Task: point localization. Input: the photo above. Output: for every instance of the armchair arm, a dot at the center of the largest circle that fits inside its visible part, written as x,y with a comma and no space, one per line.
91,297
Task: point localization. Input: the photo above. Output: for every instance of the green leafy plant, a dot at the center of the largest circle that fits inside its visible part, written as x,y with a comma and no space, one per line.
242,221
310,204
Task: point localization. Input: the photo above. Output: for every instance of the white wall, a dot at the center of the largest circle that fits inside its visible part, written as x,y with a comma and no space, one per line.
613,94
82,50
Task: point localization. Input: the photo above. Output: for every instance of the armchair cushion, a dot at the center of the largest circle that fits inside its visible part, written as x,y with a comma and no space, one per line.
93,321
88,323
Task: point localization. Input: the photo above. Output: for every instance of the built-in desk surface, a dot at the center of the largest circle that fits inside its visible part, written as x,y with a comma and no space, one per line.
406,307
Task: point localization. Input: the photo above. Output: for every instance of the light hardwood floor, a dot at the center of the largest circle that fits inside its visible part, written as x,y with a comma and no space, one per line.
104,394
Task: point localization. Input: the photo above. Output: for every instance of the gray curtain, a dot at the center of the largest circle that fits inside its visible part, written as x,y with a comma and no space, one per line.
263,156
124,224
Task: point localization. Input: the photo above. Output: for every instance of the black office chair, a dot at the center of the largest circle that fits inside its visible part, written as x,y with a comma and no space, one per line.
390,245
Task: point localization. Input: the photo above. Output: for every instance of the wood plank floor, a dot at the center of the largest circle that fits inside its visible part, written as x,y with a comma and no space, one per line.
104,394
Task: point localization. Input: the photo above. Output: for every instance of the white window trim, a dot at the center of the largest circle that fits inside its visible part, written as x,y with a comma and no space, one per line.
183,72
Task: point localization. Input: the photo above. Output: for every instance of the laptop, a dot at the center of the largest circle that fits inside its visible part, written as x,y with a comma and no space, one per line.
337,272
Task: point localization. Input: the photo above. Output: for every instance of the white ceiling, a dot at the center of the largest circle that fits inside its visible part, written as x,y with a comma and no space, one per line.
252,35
........
## [Exercise aim]
Reproduce the material above without altering a single character.

## [Result of the exercise]
Task: point localization. Input: the photo above. Output: for every instance of the armchair arm, a dot at the center of the largest circle that fits inside its visible part, written as x,y with a comma and no space, one per line.
91,297
Task: point localization. Input: the photo above. Output: for every instance of the green leafy plant, a dot at the center of the largest circle that fits inside its visible part, written as x,y with a comma and no space, one per line.
242,221
310,204
Task: point localization. Input: the photo above. Output: for every instance of the white wall, a dot at the center of the largest circle that fits inside its visible part, written as x,y with a comma and no space, one per line.
613,94
82,50
Task: point localization. Input: the photo above. Output: for every instance of the armchair cushion, a dot at the center of the largest circle that fits inside its visible part, written as x,y with a comma and no space, one per line.
93,321
88,323
Task: point localization. Input: the photo above. Output: for every instance of the built-in desk surface, a dot at the center of the largest circle that fits inside its visible part, written as x,y with a comma and no space, one per line.
406,307
Task: point localization. Input: the photo above. Output: for every instance of the light hardwood floor, a dot at the center of the largest circle that fits inside its visible part, written as x,y with a comma and no space, one per line.
104,394
Task: point localization. Input: the photo above. Output: for every instance of the gray curtain, a dot at the center of the largest circle that fits inside its visible part, written as x,y with a comma and no space, one per line.
263,156
124,224
Task: point localization. Input: the photo above. Output: for every instance of the black office chair, a dot at the center of the largest circle that fits inside its visible part, written as x,y with a comma and no space, one per line.
390,245
Task: point localization. Input: the photo above. Output: for every instance of the wood plank floor, a dot at the center of the largest circle that fits inside its visible part, written as x,y with a comma and no space, one per line.
104,394
Task: point localization. Input: the photo above. Output: for every instance of the white window trim, a dot at the center of the largest circle that fits inside its visible part, written as x,y with a comma and no space, one per line.
183,72
Task: point localization. Input: the photo above. Output: for every instance of the laptop, a dot at the center of the largest circle that fits inside its visible part, written as x,y with a comma and no space, one per line.
337,272
Task: point localization. Input: the photo above. Output: for every instance of the white ceiling, a dot at the center of the largest circle that fits inside its visible part, written as x,y with a comma and no space, one per line.
252,35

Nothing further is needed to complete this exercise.